## [Work to do]
A – Condense the NUMA passage's paragraph beginning "Most NUMA-aware code happens to follow" into a short bulleted list that keeps its main facts.
B – According to the NUMA passage, which property is the same on all currently available PowerVM systems?
C – Extend the NUMA passage, starting right after its final sentence.

## [Reading text]
Most NUMA-aware code happens to follow that rule because the device tree
associativity information tends to get cached on first access in Linux's
own data structures. It all feels a little fragile to me though,
especially since we can DLPAR add processors and memory after LPM with
"new" associativity properties which don't relate to the logical
topology Linux has already built. However, on currently available hw, as
long as we're using ibm,max-associativity-domains to limit the set of
possible nodes, I believe such resources will always receive valid (but
possibly suboptimal) NUMA assignments. That's because as of this
writing ibm,max-associativity-domains has the same contents on all
currently available PowerVM systems.

## [Record list]
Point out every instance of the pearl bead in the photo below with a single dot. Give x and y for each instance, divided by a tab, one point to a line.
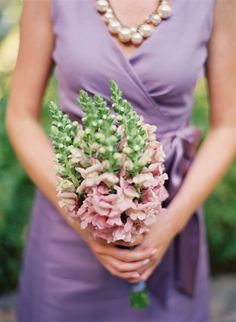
133	30
108	16
164	10
155	19
114	26
110	10
124	34
146	30
136	38
102	5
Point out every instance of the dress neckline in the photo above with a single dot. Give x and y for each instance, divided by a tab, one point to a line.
138	51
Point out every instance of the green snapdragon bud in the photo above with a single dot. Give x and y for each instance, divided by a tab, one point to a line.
134	132
63	132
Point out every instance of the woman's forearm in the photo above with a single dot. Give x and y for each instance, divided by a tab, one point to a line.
36	155
209	166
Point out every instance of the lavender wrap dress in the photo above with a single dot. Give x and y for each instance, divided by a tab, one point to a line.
61	280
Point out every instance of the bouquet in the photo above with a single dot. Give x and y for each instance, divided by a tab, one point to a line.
110	171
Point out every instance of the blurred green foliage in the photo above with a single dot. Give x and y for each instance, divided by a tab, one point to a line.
16	191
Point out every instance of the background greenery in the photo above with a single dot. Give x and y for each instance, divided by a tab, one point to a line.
16	190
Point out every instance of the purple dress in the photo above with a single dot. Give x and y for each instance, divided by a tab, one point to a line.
61	280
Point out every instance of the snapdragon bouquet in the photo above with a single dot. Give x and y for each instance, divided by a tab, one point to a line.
110	171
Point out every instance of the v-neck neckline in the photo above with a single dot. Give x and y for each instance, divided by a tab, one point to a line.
140	48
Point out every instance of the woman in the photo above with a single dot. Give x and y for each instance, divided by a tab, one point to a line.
66	276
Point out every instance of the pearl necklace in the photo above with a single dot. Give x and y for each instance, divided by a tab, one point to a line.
137	34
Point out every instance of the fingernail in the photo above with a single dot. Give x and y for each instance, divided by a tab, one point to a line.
146	261
136	275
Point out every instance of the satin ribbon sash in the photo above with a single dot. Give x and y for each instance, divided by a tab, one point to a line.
181	258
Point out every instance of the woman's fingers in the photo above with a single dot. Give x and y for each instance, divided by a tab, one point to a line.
115	268
127	267
138	241
146	274
127	255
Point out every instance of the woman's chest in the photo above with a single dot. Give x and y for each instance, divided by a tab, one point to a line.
168	63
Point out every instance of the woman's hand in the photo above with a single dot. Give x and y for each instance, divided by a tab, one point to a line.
123	263
158	239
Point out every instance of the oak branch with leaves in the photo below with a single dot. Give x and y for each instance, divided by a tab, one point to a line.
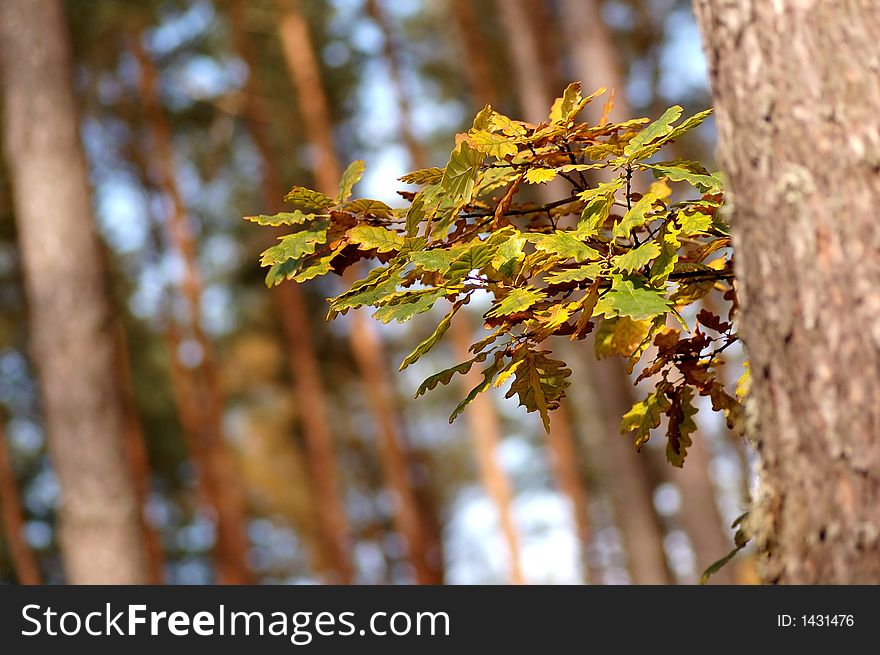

## [Responses for each task]
A –
- Most NUMA-aware code follows the rule because Linux caches device tree associativity information in its own data structures on first access.
- This seems fragile, since processors and memory can be DLPAR-added after LPM with "new" associativity properties unrelated to the logical topology Linux has already built.
- On currently available hardware, using ibm,max-associativity-domains to limit the set of possible nodes should still give such resources valid, though possibly suboptimal, NUMA assignments.
- This holds because ibm,max-associativity-domains is identical on all currently available PowerVM systems.

B – ibm,max-associativity-domains

C –
Now if we change to using ibm,current-associativity-domains, which we
*can* expect to differ between differently configured systems, post-LPM
DLPAR additions can yield resources with node assignments that
fall outside of the possible range, especially when we've migrated from
a smaller system to a larger one.

Is the current code robust against that possibility? I don't think so:
it looks like of_node_to_nid_single(), of_drconf_to_nid_single() and
possibly more code need to guard against this in order to prevent
NODE_DATA() null dereferences and the like. Probably those functions
should be made to clamp the nid assignment at num_possible_nodes()
instead of MAX_NUMNODES, which strikes me as more correct regardless of
your patch.